Though the best way to figure out if your relative has coverage is to ask him or her, there are some situations where it’s not an option. For example, if your loved one lives with dementia or mental illness, he or she may not be able to tell you the status of his or her coverage. The same may be true if your relative has been
injured in a sudden accident or unforeseen medical emergency. If you need to know if your living relative has life insurance, you should follow the same steps listed above.
How To Claim Life Insurance After Death
First, alert the life insurance company to your intent to make a claim. Contact details will be on the insurer’s website and on the policy document. You can contact them by telephone, postal and, more frequently, using an online claim form.
To make the claim, make sure you have the following:
- The death certificate. Your funeral director can provide a certified copy of the death certificate for a fee. You will need to purchase several copies if you have more than one life insurance policy, and these documents are essential for other necessary administration. It is illegal to make your own copy of the death certificate and it will not be accepted as a valid document.
- Claim form. This is provided by the life insurance firm, and will require basic details including name, date of death, name of birth, and claimant details.
- The policy document itself. When the insurance policy was issued, the company will have sent through a policy certificate. This maybe in a file with other important documents in a desk or cupboard.
Send the documents to the insurer via recorded delivery, as it can be lengthy and difficult to replace these documents if they get lost in the mail.
---
** What to do **
- A) According to the life insurance passage, how should you send the documents to the insurer?
- B) List every document that the life insurance passage says you should have in order to make a claim.
You won't need the lines to do any of this.

** Records supplied **
---
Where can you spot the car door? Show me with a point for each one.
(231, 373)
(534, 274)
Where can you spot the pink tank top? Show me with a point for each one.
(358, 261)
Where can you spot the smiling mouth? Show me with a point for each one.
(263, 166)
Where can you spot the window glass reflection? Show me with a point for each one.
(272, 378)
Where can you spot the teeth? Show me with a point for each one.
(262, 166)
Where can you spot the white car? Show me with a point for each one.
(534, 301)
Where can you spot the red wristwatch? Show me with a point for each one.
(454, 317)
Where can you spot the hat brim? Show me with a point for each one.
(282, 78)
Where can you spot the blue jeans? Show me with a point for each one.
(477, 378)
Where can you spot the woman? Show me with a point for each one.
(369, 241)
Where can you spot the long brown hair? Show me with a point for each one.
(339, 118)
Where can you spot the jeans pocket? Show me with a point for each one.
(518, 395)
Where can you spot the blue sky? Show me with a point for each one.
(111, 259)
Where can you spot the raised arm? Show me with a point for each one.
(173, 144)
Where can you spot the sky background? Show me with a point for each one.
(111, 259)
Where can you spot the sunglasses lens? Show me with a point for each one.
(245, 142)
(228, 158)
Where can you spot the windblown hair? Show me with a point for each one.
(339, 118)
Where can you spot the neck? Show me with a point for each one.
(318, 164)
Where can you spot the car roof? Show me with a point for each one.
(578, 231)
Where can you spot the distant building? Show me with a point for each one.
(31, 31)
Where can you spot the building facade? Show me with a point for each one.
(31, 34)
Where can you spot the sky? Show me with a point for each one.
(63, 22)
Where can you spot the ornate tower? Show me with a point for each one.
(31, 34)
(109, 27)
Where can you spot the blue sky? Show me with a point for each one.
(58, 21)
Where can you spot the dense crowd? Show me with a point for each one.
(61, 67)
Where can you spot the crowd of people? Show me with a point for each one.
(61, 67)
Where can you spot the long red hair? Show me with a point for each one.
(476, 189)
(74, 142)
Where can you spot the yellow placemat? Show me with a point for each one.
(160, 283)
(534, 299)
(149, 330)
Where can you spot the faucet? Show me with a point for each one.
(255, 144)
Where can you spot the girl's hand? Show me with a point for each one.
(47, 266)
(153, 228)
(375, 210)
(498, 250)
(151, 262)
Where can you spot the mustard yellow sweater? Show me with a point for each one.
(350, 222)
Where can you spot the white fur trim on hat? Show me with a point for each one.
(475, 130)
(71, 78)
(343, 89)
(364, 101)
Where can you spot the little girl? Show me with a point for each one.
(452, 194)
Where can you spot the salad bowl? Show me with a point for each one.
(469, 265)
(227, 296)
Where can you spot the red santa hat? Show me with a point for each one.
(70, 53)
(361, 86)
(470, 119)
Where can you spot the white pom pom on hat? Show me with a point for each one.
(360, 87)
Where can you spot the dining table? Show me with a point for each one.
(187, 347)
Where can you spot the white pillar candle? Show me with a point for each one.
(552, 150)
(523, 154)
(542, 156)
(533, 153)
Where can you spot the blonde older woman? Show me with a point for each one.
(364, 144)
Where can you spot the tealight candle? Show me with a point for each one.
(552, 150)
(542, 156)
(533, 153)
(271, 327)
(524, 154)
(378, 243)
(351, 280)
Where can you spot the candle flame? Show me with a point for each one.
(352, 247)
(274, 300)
---
** Answers to the exercise **
- A) By recorded delivery.

- B) The death certificate, the claim form, and the policy document itself.